Dataset entries
====================
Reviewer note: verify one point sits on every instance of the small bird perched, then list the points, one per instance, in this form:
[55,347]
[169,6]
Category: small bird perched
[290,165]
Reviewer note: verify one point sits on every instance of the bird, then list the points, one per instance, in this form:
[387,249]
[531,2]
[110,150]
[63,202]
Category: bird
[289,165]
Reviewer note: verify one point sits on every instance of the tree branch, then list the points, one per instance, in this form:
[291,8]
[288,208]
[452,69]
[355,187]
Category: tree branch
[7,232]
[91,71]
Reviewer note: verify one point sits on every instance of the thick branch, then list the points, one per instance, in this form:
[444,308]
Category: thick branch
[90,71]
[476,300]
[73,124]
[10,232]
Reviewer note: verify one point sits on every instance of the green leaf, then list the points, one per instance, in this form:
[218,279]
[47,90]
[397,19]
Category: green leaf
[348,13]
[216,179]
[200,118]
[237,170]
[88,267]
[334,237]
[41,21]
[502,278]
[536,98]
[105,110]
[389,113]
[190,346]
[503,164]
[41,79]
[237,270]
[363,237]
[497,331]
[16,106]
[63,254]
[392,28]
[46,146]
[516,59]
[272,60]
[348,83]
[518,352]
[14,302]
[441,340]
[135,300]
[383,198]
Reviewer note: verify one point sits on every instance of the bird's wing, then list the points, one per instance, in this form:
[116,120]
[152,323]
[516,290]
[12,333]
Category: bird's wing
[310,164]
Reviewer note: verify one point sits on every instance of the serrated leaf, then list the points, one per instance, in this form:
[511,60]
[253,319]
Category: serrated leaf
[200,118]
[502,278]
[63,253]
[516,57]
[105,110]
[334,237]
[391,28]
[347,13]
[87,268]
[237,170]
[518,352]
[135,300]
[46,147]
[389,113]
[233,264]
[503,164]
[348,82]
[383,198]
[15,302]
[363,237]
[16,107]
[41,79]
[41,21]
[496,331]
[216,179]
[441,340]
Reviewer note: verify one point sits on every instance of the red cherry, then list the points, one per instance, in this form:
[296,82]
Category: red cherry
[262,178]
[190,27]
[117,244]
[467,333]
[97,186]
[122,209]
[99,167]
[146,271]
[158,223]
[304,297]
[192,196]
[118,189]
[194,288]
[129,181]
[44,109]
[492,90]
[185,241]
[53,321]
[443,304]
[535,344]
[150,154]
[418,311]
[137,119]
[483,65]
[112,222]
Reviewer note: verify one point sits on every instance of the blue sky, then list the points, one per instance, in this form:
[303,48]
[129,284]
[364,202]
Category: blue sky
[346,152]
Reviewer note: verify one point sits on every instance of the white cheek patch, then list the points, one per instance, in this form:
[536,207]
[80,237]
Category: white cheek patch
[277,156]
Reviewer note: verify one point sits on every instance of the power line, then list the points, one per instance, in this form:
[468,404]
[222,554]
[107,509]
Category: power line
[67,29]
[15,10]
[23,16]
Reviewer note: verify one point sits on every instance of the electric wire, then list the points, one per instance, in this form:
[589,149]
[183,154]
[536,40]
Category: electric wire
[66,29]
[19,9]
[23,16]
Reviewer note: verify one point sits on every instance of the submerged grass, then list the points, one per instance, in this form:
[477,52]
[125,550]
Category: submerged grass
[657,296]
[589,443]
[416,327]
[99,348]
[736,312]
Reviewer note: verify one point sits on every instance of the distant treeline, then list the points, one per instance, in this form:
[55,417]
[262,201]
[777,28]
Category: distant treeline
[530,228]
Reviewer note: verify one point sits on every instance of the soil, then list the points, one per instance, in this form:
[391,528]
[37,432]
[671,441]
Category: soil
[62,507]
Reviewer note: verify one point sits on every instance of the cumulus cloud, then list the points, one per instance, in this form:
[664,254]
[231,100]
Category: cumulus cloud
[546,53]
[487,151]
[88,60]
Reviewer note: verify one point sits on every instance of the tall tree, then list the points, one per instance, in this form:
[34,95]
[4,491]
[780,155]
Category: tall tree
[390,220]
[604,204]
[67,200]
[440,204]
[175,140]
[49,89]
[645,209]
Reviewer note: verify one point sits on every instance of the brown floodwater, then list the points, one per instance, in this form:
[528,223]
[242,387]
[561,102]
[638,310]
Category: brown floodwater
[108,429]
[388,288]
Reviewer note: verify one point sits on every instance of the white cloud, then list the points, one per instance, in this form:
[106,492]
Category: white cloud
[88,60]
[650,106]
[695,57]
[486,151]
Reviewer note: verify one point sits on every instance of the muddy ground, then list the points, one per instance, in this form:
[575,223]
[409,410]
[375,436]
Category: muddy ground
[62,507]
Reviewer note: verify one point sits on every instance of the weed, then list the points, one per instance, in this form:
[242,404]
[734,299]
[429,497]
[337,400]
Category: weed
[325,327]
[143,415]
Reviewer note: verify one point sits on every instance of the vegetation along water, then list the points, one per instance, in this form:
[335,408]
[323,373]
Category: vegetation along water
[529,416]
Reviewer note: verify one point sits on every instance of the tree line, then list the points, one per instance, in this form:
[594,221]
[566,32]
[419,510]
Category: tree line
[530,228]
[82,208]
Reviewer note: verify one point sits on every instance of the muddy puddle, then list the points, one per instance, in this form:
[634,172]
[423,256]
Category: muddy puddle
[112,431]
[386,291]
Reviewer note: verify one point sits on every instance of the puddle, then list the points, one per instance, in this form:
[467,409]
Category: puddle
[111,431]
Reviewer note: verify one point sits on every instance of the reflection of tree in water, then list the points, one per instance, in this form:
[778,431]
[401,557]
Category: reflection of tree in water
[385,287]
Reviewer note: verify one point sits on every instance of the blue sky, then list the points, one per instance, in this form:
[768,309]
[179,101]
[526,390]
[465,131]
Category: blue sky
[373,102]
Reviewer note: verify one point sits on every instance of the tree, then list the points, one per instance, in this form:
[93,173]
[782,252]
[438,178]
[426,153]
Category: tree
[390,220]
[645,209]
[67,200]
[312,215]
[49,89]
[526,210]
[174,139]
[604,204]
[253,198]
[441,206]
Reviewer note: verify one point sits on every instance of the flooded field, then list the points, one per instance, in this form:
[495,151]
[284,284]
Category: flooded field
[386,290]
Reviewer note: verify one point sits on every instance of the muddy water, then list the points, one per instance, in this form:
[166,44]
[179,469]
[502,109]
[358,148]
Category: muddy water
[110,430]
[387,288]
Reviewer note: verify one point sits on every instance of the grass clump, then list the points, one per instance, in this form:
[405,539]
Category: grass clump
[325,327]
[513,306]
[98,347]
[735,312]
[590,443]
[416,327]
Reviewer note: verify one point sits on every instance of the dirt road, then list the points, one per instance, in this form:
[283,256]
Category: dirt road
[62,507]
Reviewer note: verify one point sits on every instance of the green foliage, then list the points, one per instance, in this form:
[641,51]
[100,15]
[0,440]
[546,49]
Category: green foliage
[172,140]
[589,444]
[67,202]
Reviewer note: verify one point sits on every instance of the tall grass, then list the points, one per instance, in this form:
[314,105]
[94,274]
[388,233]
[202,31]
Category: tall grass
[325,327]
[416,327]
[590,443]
====================
Each entry above needs to be output exactly.

Reviewer note: verify one point sits on every instance of the small bird perched, then list the points, one per instance, in this form:
[55,347]
[169,6]
Category: small bird perched
[290,165]
Reviewer note: verify one point sits on every instance of the bird, then list the points, one per instance, in this form:
[387,249]
[531,2]
[110,150]
[63,202]
Category: bird
[289,165]
Reviewer note: verify one point sits on every instance of the tree branch, then list the points, one per instance, in this form:
[291,8]
[288,208]
[452,69]
[355,187]
Category: tree branch
[7,232]
[91,71]
Reviewer note: verify one point sits on every instance of the thick branch, then list the points, one per instance, in this form:
[444,308]
Category: thick branch
[90,71]
[476,300]
[73,124]
[10,232]
Reviewer note: verify one point sits on every instance of the green leaf, then list the points, one per instance, in this form:
[218,279]
[47,90]
[397,19]
Category: green leaf
[348,13]
[216,179]
[200,118]
[237,170]
[88,267]
[334,237]
[41,21]
[502,278]
[536,98]
[105,110]
[389,113]
[190,346]
[503,164]
[41,79]
[237,270]
[363,237]
[497,331]
[16,106]
[63,254]
[392,28]
[46,146]
[516,59]
[272,60]
[348,83]
[518,352]
[14,302]
[441,340]
[135,300]
[383,198]
Reviewer note: verify one point sits on every instance of the bird's wing, then list the points, one per instance, in this form:
[116,120]
[152,323]
[516,290]
[12,333]
Category: bird's wing
[310,164]
Reviewer note: verify one point sits on every instance of the serrated leaf, then list the points, one per instance, in this form:
[511,60]
[253,319]
Category: serrated leaf
[200,118]
[502,278]
[63,253]
[516,57]
[105,110]
[334,237]
[391,28]
[347,13]
[87,268]
[237,170]
[518,352]
[135,300]
[46,147]
[389,113]
[233,264]
[503,164]
[348,82]
[383,198]
[15,302]
[363,237]
[16,107]
[41,79]
[41,21]
[496,331]
[216,179]
[441,340]
Reviewer note: verify one point sits on every instance of the red cherry, then list the points, one per instance, in this form:
[296,82]
Category: red cherry
[262,178]
[190,27]
[117,244]
[467,333]
[97,186]
[122,209]
[99,167]
[146,271]
[158,223]
[304,297]
[192,196]
[118,189]
[194,288]
[129,181]
[44,109]
[492,90]
[185,241]
[53,321]
[443,304]
[535,344]
[150,154]
[418,311]
[137,119]
[483,65]
[112,222]
Reviewer note: verify one point sits on every instance of the blue sky, then list the points, one per instance, in this form:
[303,48]
[129,284]
[364,202]
Category: blue sky
[346,152]
Reviewer note: verify one point sits on every instance of the white cheek patch, then list the points, one per instance, in this form:
[536,207]
[80,237]
Category: white cheek patch
[277,156]
Reviewer note: verify one point sits on every instance of the power line, then list the points, one per instance, in this form:
[468,404]
[222,554]
[107,509]
Category: power line
[67,29]
[15,10]
[23,16]
Reviewer note: verify one point sits on every instance of the electric wire, then list the points, one per instance, in this form:
[589,149]
[183,154]
[536,40]
Category: electric wire
[66,29]
[19,9]
[23,16]
Reviewer note: verify one point sits on every instance of the submerged grass, then list the points, one per instance, in this form:
[477,52]
[125,550]
Category: submerged grass
[657,296]
[589,443]
[416,327]
[99,348]
[736,312]
Reviewer note: verify one point sits on every instance of the distant treeline, then list the points, one per instance, in this form:
[55,417]
[262,201]
[777,28]
Category: distant treeline
[530,228]
Reviewer note: verify one point sits on every instance of the soil, then list the points, one per instance, in this form:
[391,528]
[37,432]
[671,441]
Category: soil
[62,507]
Reviewer note: verify one point sits on every instance of the cumulus cloud, then list the points, one per instance, in this form:
[664,254]
[231,100]
Category: cumulus cloud
[546,53]
[487,151]
[88,60]
Reviewer note: verify one point sits on every instance of the tall tree, then list the points, one per instance, in this form:
[34,95]
[4,491]
[780,155]
Category: tall tree
[390,220]
[604,204]
[67,200]
[440,204]
[175,140]
[49,89]
[645,209]
Reviewer note: verify one point sits on every instance of the brown floodwater, then list the points, one per instance, in this form:
[528,223]
[242,387]
[561,102]
[638,310]
Category: brown floodwater
[108,429]
[388,288]
Reviewer note: verify one point sits on every instance of the white cloud, then list the points, one per instance, in this form:
[106,492]
Category: white cloud
[88,60]
[650,106]
[695,57]
[486,151]
Reviewer note: verify one point sits on every instance of the muddy ground, then list the points, one per instance, in this form:
[575,223]
[409,410]
[375,436]
Category: muddy ground
[62,507]
Reviewer note: verify one point sits on every instance of the weed, then list the points, one per instance, in this form:
[242,404]
[734,299]
[429,497]
[337,400]
Category: weed
[325,327]
[143,415]
Reviewer note: verify one point sits on every instance of the vegetation along water, then list the points, one per instance, in this form:
[335,408]
[323,373]
Category: vegetation along water
[529,416]
Reviewer note: verify one point sits on every instance of the tree line, then list the points, one per instance, in this form:
[594,221]
[566,32]
[419,510]
Category: tree line
[530,228]
[82,208]
Reviewer note: verify one point sits on every instance of the muddy puddle, then list the points, one per instance, in this form:
[634,172]
[423,256]
Category: muddy puddle
[112,431]
[386,291]
Reviewer note: verify one point sits on every instance of the puddle, then list the points, one per instance, in this form:
[467,409]
Category: puddle
[111,431]
Reviewer note: verify one point sits on every instance of the reflection of tree in water, then list the points, one per instance, in this form:
[778,431]
[401,557]
Category: reflection of tree in water
[385,287]
Reviewer note: verify one point sits on every instance of the blue sky, then list the points, one per instance, in this form:
[768,309]
[179,101]
[526,390]
[465,131]
Category: blue sky
[373,102]
Reviewer note: verify one point sits on every instance of the tree, then list the points, one per instance, in this form:
[93,173]
[782,252]
[438,178]
[426,153]
Category: tree
[390,220]
[645,209]
[67,200]
[312,215]
[49,89]
[526,210]
[174,139]
[604,204]
[253,198]
[441,206]
Reviewer note: verify one point sits on every instance of the flooded field, then list the points, one per instance, in this form:
[495,151]
[284,284]
Category: flooded field
[386,290]
Reviewer note: verify one point sits on every instance of the muddy water, then list the points, one per instance, in this form:
[166,44]
[179,469]
[502,109]
[358,148]
Category: muddy water
[110,430]
[387,288]
Reviewer note: verify one point sits on every instance of the grass clump, then list the points, one per instance, in this form:
[405,539]
Category: grass clump
[325,327]
[513,306]
[98,347]
[735,312]
[590,443]
[416,327]
Reviewer note: verify one point sits on every instance of the dirt road, then list the points, one per instance, in this form:
[283,256]
Category: dirt road
[62,507]
Reviewer note: verify one point sits on every instance of the green foliage, then list the points, one per instance, in this form:
[641,51]
[100,15]
[0,440]
[546,49]
Category: green foliage
[172,140]
[589,444]
[67,202]
Reviewer note: verify one point sits on every instance of the tall grass, then list the points, one per instance, in this form:
[314,105]
[94,274]
[388,233]
[202,31]
Category: tall grass
[325,327]
[416,327]
[590,443]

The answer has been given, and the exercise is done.